=== INFORMATION SHOWN ===
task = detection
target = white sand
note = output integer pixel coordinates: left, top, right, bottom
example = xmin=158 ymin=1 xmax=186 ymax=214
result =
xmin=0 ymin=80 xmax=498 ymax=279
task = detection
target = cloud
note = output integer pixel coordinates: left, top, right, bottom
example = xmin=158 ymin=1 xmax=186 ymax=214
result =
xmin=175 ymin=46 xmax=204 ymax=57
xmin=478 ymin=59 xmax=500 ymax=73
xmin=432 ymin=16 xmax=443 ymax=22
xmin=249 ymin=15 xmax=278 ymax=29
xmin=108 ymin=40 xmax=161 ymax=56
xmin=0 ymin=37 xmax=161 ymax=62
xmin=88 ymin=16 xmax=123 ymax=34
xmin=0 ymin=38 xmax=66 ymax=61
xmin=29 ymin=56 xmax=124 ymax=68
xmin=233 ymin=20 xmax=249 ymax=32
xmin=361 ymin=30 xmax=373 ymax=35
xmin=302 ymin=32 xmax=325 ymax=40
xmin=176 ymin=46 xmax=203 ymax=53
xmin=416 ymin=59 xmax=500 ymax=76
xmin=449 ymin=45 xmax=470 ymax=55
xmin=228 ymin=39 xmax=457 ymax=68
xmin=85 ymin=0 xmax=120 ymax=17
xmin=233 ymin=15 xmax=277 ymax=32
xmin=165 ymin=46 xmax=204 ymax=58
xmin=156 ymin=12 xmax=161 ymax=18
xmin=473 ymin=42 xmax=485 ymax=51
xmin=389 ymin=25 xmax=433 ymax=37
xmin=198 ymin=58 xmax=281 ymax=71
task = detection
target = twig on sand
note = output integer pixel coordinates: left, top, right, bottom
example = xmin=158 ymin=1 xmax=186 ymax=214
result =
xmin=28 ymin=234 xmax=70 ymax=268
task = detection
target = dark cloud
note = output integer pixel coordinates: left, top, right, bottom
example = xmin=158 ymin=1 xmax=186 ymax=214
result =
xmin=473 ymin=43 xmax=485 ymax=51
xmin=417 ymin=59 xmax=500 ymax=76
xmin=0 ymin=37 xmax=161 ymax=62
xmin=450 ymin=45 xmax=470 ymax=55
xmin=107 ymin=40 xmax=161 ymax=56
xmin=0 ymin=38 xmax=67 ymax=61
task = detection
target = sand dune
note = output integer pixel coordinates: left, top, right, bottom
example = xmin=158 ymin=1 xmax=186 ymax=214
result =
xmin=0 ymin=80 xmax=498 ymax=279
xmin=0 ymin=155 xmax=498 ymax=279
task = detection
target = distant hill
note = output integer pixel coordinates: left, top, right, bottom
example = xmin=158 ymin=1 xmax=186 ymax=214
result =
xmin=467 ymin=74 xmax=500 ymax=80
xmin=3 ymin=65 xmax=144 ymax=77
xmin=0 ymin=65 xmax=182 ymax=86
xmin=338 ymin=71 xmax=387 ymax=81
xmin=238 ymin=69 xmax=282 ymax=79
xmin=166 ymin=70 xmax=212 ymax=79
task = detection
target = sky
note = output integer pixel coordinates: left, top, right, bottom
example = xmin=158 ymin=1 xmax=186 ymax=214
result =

=== ACTION ITEM ===
Copy every record exactly.

=== WRITTEN RESPONSE ===
task = detection
target = white sand
note = output integer pixel coordinates: left, top, right, bottom
example = xmin=158 ymin=1 xmax=186 ymax=214
result =
xmin=0 ymin=80 xmax=498 ymax=279
task = detection
target = cloud
note = output integer pixel coordinates: left, top, right, bottom
example = xmin=158 ymin=1 xmax=186 ymax=214
result =
xmin=175 ymin=46 xmax=204 ymax=57
xmin=478 ymin=59 xmax=500 ymax=73
xmin=432 ymin=16 xmax=443 ymax=22
xmin=249 ymin=15 xmax=278 ymax=29
xmin=108 ymin=40 xmax=161 ymax=56
xmin=0 ymin=37 xmax=161 ymax=62
xmin=88 ymin=16 xmax=123 ymax=34
xmin=0 ymin=38 xmax=66 ymax=61
xmin=29 ymin=56 xmax=124 ymax=68
xmin=233 ymin=20 xmax=249 ymax=32
xmin=361 ymin=30 xmax=373 ymax=35
xmin=302 ymin=32 xmax=325 ymax=40
xmin=176 ymin=46 xmax=203 ymax=53
xmin=416 ymin=59 xmax=500 ymax=76
xmin=449 ymin=45 xmax=470 ymax=55
xmin=228 ymin=39 xmax=457 ymax=68
xmin=85 ymin=0 xmax=120 ymax=17
xmin=233 ymin=15 xmax=277 ymax=32
xmin=165 ymin=46 xmax=204 ymax=58
xmin=156 ymin=12 xmax=161 ymax=18
xmin=473 ymin=42 xmax=485 ymax=51
xmin=389 ymin=25 xmax=433 ymax=37
xmin=198 ymin=58 xmax=281 ymax=71
task = detection
target = twig on sand
note = output integer pixel coordinates: left, top, right, bottom
example = xmin=158 ymin=1 xmax=186 ymax=214
result =
xmin=28 ymin=234 xmax=70 ymax=268
task = detection
target = dark cloud
note = output integer pixel coordinates: left, top, right, bottom
example = xmin=158 ymin=1 xmax=186 ymax=214
result =
xmin=473 ymin=43 xmax=485 ymax=51
xmin=417 ymin=59 xmax=500 ymax=76
xmin=0 ymin=37 xmax=161 ymax=62
xmin=450 ymin=45 xmax=470 ymax=55
xmin=107 ymin=40 xmax=161 ymax=56
xmin=0 ymin=38 xmax=67 ymax=61
task = detection
target = sand dune
note = output integer pixel coordinates: left, top, right, bottom
example = xmin=158 ymin=1 xmax=186 ymax=214
result =
xmin=0 ymin=80 xmax=498 ymax=279
xmin=0 ymin=155 xmax=498 ymax=279
task = detection
target = distant hill
note = output integer pixel coordinates: left, top, right, bottom
example = xmin=158 ymin=1 xmax=186 ymax=214
result =
xmin=467 ymin=74 xmax=500 ymax=80
xmin=3 ymin=65 xmax=144 ymax=77
xmin=0 ymin=65 xmax=182 ymax=86
xmin=338 ymin=71 xmax=387 ymax=81
xmin=238 ymin=69 xmax=282 ymax=79
xmin=166 ymin=70 xmax=212 ymax=79
task = detection
target = sky
note = output integer pixel coordinates: left, top, right, bottom
example = xmin=158 ymin=1 xmax=186 ymax=214
result =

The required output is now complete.